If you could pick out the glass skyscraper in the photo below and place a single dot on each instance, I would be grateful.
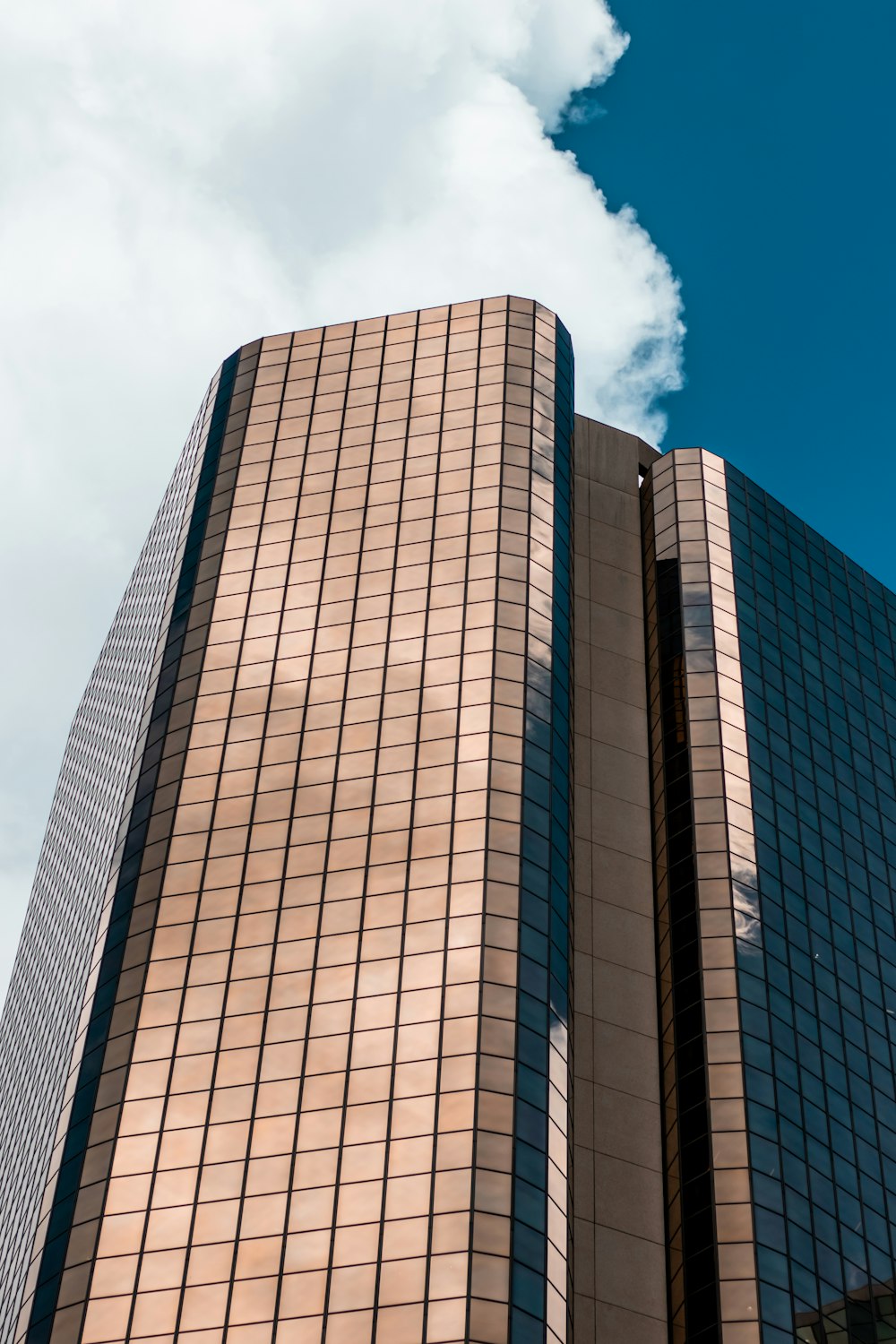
(466, 910)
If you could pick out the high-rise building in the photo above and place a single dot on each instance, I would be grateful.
(466, 909)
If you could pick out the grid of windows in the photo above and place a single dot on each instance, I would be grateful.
(540, 1159)
(306, 1113)
(817, 959)
(81, 1156)
(40, 1029)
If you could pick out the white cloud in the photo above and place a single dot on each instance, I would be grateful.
(183, 177)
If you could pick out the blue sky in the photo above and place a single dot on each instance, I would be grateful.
(332, 161)
(756, 145)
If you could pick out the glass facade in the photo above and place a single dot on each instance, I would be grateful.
(289, 1046)
(42, 1031)
(323, 1077)
(817, 953)
(772, 660)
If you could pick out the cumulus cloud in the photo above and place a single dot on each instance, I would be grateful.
(183, 177)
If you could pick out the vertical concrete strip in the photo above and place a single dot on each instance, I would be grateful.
(705, 879)
(618, 1187)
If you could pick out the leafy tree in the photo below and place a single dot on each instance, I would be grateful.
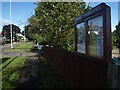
(54, 21)
(116, 37)
(6, 31)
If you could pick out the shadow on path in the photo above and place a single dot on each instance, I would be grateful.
(30, 76)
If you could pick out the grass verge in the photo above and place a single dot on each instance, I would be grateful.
(26, 46)
(10, 73)
(51, 79)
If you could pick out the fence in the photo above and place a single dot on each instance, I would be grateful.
(77, 71)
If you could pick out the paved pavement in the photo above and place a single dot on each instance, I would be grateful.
(9, 54)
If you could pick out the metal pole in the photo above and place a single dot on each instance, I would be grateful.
(11, 26)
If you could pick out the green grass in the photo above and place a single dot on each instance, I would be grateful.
(51, 79)
(10, 73)
(26, 46)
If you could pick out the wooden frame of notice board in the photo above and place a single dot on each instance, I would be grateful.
(93, 33)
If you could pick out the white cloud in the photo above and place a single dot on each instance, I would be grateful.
(4, 21)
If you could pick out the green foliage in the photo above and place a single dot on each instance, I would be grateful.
(54, 21)
(116, 37)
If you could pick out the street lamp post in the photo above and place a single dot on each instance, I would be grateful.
(11, 26)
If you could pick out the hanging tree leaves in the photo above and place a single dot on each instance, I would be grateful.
(54, 21)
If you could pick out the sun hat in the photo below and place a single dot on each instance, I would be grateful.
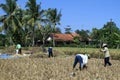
(104, 44)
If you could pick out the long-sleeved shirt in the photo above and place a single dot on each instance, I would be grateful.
(84, 58)
(106, 52)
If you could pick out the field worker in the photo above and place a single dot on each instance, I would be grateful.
(18, 49)
(50, 52)
(107, 55)
(82, 59)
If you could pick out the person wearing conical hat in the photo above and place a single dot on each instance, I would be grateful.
(106, 55)
(82, 59)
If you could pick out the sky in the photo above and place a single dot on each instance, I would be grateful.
(81, 14)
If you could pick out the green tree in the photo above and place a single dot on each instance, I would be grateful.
(34, 16)
(9, 20)
(54, 18)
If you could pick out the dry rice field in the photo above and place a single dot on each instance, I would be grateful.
(56, 68)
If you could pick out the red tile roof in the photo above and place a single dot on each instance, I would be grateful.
(64, 37)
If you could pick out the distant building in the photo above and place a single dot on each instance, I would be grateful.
(64, 38)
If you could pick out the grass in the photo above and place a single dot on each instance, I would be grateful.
(39, 67)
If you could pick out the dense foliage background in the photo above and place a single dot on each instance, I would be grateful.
(32, 24)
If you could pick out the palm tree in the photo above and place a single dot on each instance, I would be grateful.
(34, 16)
(54, 18)
(9, 19)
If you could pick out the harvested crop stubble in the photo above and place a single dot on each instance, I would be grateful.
(56, 68)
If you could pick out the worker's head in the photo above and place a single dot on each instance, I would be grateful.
(104, 45)
(88, 55)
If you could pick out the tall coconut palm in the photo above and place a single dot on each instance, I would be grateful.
(9, 19)
(54, 17)
(34, 16)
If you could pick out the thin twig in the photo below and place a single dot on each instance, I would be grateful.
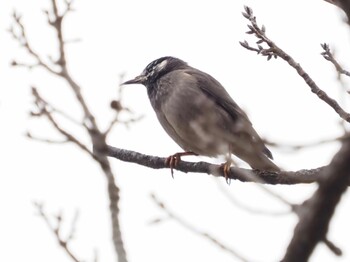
(56, 230)
(195, 230)
(273, 51)
(245, 207)
(307, 145)
(55, 18)
(46, 140)
(327, 54)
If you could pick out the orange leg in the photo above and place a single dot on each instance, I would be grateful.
(175, 159)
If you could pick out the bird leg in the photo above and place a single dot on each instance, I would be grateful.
(227, 166)
(226, 169)
(175, 159)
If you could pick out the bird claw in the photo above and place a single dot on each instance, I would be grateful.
(173, 160)
(226, 169)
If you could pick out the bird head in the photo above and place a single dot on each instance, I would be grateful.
(157, 69)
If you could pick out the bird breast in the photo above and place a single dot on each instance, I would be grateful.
(189, 116)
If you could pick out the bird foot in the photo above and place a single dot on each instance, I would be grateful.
(173, 160)
(226, 167)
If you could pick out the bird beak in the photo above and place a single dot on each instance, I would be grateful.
(141, 79)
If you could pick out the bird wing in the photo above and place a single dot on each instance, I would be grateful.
(217, 93)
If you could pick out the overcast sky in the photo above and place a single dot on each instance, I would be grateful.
(123, 37)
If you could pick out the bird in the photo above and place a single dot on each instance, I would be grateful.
(200, 116)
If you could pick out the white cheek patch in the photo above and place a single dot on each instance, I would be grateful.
(162, 65)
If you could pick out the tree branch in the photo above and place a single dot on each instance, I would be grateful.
(56, 230)
(316, 213)
(274, 51)
(243, 175)
(55, 19)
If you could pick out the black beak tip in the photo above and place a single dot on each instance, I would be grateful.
(136, 80)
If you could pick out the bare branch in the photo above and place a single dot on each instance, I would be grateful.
(56, 230)
(274, 51)
(46, 140)
(22, 39)
(42, 106)
(317, 212)
(310, 144)
(55, 18)
(273, 178)
(327, 54)
(195, 230)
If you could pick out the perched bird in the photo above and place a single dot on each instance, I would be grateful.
(200, 116)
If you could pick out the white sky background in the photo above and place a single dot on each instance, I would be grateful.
(124, 36)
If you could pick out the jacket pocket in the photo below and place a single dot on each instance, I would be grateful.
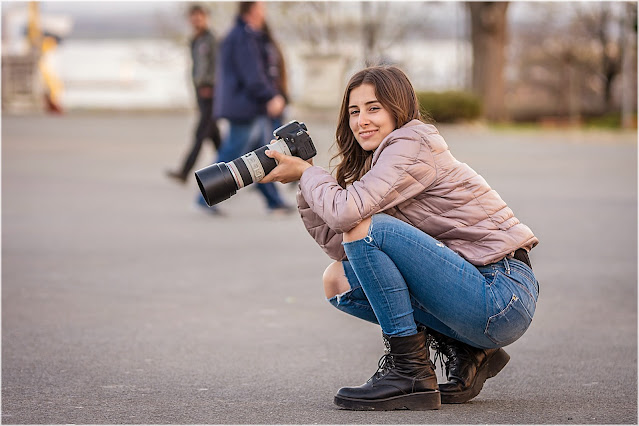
(510, 324)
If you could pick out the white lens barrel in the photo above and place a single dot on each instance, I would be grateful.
(253, 164)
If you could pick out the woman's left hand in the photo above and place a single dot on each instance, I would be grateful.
(289, 169)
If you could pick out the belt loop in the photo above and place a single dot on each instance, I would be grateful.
(507, 265)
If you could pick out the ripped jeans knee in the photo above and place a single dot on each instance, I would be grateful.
(353, 301)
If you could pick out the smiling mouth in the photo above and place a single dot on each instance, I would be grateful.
(367, 133)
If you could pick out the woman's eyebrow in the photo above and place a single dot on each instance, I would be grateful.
(367, 103)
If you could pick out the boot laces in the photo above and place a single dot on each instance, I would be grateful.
(384, 365)
(442, 354)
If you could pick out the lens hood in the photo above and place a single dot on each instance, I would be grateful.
(216, 183)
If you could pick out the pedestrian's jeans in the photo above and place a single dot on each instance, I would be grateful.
(247, 136)
(400, 277)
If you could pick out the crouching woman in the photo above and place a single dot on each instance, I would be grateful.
(422, 246)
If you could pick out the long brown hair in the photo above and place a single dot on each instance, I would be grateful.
(396, 94)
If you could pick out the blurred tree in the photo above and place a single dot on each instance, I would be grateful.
(574, 60)
(604, 24)
(488, 38)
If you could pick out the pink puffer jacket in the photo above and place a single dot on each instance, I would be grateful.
(415, 178)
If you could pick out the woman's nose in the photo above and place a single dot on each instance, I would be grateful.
(363, 119)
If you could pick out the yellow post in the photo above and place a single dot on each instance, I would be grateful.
(34, 31)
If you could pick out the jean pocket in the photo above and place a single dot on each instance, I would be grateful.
(510, 324)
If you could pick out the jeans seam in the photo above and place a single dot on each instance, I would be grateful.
(429, 250)
(388, 305)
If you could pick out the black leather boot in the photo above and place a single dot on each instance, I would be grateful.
(405, 379)
(467, 368)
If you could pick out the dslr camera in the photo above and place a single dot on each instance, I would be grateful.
(220, 181)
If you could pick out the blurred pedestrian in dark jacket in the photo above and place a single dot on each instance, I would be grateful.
(250, 91)
(203, 52)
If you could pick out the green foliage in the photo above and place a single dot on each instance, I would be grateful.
(450, 106)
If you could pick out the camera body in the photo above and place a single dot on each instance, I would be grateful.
(220, 181)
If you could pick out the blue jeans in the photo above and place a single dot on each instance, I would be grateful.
(400, 277)
(247, 136)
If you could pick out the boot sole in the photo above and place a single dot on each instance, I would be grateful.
(419, 401)
(493, 366)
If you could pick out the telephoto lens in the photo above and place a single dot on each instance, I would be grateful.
(220, 181)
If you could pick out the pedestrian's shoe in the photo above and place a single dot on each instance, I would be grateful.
(176, 176)
(467, 368)
(405, 379)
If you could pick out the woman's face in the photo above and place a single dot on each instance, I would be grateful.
(369, 121)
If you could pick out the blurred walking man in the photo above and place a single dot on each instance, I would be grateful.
(203, 51)
(248, 95)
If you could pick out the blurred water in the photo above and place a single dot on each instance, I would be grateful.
(155, 73)
(122, 74)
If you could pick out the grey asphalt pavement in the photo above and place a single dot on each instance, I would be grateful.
(122, 304)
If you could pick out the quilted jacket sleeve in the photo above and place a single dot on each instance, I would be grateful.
(404, 167)
(329, 240)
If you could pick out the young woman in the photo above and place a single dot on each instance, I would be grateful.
(422, 246)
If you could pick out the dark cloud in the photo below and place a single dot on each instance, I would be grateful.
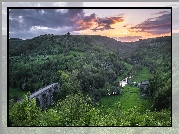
(162, 12)
(155, 26)
(105, 23)
(128, 38)
(26, 19)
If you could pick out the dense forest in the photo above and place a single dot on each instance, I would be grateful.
(89, 69)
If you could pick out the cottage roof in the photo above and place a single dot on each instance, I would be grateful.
(145, 82)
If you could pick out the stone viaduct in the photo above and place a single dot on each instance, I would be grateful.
(44, 96)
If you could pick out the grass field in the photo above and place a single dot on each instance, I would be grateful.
(128, 99)
(130, 96)
(143, 74)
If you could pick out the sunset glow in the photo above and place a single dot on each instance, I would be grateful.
(121, 24)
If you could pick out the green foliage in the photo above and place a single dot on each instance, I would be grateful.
(90, 65)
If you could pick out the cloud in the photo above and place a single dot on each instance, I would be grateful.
(74, 19)
(155, 26)
(128, 38)
(105, 23)
(162, 12)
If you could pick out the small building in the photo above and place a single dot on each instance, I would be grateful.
(143, 86)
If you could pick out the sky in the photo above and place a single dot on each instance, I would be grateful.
(121, 24)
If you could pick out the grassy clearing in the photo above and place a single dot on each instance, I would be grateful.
(75, 52)
(143, 74)
(128, 99)
(129, 66)
(130, 96)
(16, 91)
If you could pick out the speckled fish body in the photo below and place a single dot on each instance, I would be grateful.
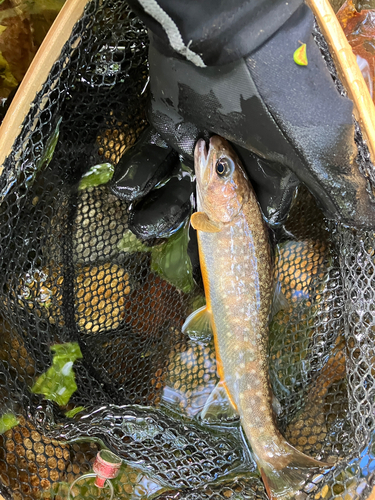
(236, 266)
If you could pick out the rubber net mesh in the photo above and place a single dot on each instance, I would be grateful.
(91, 326)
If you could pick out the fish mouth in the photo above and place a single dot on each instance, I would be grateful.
(200, 158)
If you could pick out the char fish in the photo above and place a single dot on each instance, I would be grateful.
(235, 259)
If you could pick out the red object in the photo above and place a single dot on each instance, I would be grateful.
(106, 466)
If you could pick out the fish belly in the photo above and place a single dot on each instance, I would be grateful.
(238, 286)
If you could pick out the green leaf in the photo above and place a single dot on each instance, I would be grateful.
(7, 79)
(171, 260)
(7, 421)
(131, 244)
(58, 383)
(74, 411)
(97, 175)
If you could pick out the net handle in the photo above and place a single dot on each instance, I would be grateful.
(348, 69)
(37, 74)
(85, 476)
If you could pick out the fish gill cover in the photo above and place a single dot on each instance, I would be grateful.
(93, 306)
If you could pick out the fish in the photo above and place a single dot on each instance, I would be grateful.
(236, 265)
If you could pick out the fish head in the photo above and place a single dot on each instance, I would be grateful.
(222, 186)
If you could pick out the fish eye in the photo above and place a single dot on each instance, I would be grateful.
(224, 167)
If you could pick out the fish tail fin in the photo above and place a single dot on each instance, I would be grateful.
(284, 483)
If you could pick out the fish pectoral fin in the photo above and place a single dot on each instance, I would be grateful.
(218, 406)
(201, 222)
(284, 482)
(279, 301)
(198, 326)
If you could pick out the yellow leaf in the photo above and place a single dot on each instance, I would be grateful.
(300, 56)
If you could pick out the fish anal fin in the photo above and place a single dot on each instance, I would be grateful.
(201, 222)
(198, 326)
(218, 406)
(284, 483)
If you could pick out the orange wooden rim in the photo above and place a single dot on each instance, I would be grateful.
(38, 73)
(348, 70)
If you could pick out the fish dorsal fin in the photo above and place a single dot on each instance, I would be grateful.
(198, 326)
(201, 222)
(218, 406)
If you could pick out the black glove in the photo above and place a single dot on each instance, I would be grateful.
(288, 123)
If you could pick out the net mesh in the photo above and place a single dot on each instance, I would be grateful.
(91, 350)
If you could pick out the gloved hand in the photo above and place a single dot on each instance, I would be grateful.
(288, 123)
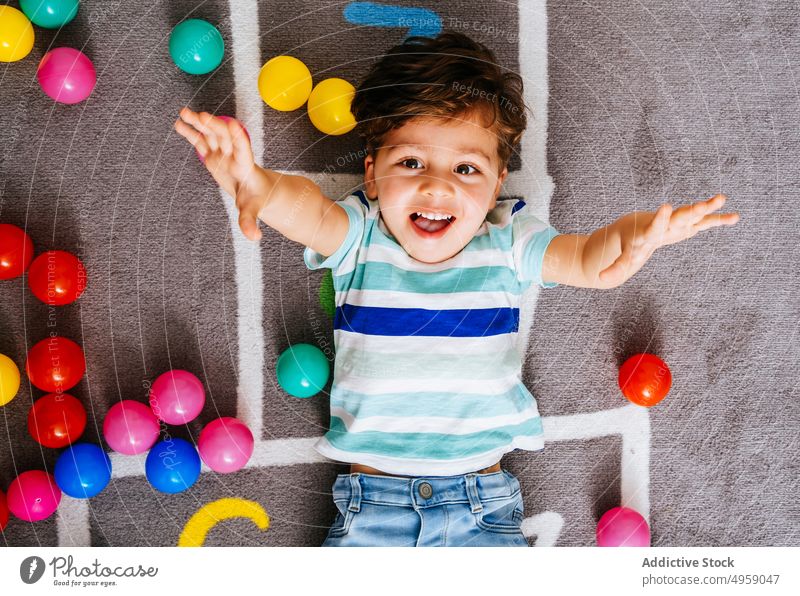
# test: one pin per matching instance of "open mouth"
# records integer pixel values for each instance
(431, 224)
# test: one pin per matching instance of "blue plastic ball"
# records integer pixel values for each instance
(196, 46)
(303, 370)
(50, 14)
(172, 465)
(83, 470)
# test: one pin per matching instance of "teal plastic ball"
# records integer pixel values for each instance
(196, 46)
(303, 370)
(50, 14)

☆ ☆ ☆ ☆ ☆ ☆ ☆

* _WHAT IS REQUIRED_
Find and show each line of the listing with the word "ball".

* _WORKED SOLUTION_
# test: one pin per matching instance of "blue plastic ball"
# test: one pin per matching instance of "teal plastic ball"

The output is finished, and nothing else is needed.